| Required task |
Could you copy each of the following records word for word, without changing anything?

| Data supplied |
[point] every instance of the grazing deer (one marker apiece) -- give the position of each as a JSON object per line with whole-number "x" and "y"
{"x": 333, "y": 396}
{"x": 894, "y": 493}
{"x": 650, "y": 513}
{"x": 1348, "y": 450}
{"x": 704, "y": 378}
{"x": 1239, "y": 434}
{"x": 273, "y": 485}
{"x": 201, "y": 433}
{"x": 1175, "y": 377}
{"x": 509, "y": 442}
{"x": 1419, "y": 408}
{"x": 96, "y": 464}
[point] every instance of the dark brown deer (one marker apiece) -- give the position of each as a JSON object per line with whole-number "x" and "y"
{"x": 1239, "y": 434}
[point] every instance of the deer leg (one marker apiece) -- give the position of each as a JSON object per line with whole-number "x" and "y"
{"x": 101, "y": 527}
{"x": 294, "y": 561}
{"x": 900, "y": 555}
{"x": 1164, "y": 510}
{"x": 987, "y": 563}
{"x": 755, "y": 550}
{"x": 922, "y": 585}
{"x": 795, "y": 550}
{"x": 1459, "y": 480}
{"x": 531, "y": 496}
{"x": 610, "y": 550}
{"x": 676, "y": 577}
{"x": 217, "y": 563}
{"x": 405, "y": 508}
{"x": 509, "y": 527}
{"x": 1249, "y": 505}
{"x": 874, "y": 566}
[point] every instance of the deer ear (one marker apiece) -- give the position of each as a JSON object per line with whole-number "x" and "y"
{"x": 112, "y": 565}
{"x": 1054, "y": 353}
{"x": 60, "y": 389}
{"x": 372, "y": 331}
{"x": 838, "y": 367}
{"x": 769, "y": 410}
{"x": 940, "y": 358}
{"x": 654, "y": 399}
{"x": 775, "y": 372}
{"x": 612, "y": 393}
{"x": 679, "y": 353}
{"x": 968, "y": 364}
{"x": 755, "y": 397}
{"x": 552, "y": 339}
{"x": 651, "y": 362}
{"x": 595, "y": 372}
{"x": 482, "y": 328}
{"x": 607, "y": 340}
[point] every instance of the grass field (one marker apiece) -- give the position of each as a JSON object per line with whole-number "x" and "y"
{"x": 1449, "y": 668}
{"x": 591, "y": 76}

| Task solution |
[point] every instance of the grazing deer (one marker apiece) -- give the position of each as a JSON object per line with whole-number "x" and "y"
{"x": 333, "y": 396}
{"x": 894, "y": 493}
{"x": 650, "y": 513}
{"x": 1348, "y": 450}
{"x": 704, "y": 378}
{"x": 1239, "y": 434}
{"x": 273, "y": 485}
{"x": 201, "y": 433}
{"x": 1175, "y": 377}
{"x": 509, "y": 442}
{"x": 1419, "y": 408}
{"x": 96, "y": 464}
[point] every instance of the dark brown deer (one marker apiece) -- give the position of each as a JSON object per line with whole-number "x" and "y"
{"x": 1239, "y": 434}
[point] every instance of the deer leg (one marker apiece) -- give the position of each as a JSON object per line with whole-number "x" and "y"
{"x": 101, "y": 527}
{"x": 294, "y": 561}
{"x": 900, "y": 555}
{"x": 1164, "y": 510}
{"x": 987, "y": 563}
{"x": 755, "y": 550}
{"x": 922, "y": 585}
{"x": 795, "y": 550}
{"x": 1459, "y": 480}
{"x": 531, "y": 496}
{"x": 610, "y": 550}
{"x": 676, "y": 577}
{"x": 217, "y": 563}
{"x": 405, "y": 508}
{"x": 509, "y": 527}
{"x": 1249, "y": 505}
{"x": 874, "y": 566}
[point] every instance of the deer ear (one marker apiece) -- give the position of each as a JSON object per line with whole-number "x" and "y"
{"x": 112, "y": 565}
{"x": 1054, "y": 353}
{"x": 60, "y": 389}
{"x": 372, "y": 331}
{"x": 838, "y": 367}
{"x": 769, "y": 410}
{"x": 940, "y": 358}
{"x": 654, "y": 399}
{"x": 775, "y": 372}
{"x": 612, "y": 393}
{"x": 679, "y": 353}
{"x": 968, "y": 364}
{"x": 755, "y": 397}
{"x": 552, "y": 339}
{"x": 651, "y": 362}
{"x": 595, "y": 372}
{"x": 482, "y": 328}
{"x": 607, "y": 340}
[point] every instance of the grass field (one marker apiece) -- give the position of each as a JSON object per line with whole-number "x" and "y"
{"x": 1449, "y": 668}
{"x": 591, "y": 76}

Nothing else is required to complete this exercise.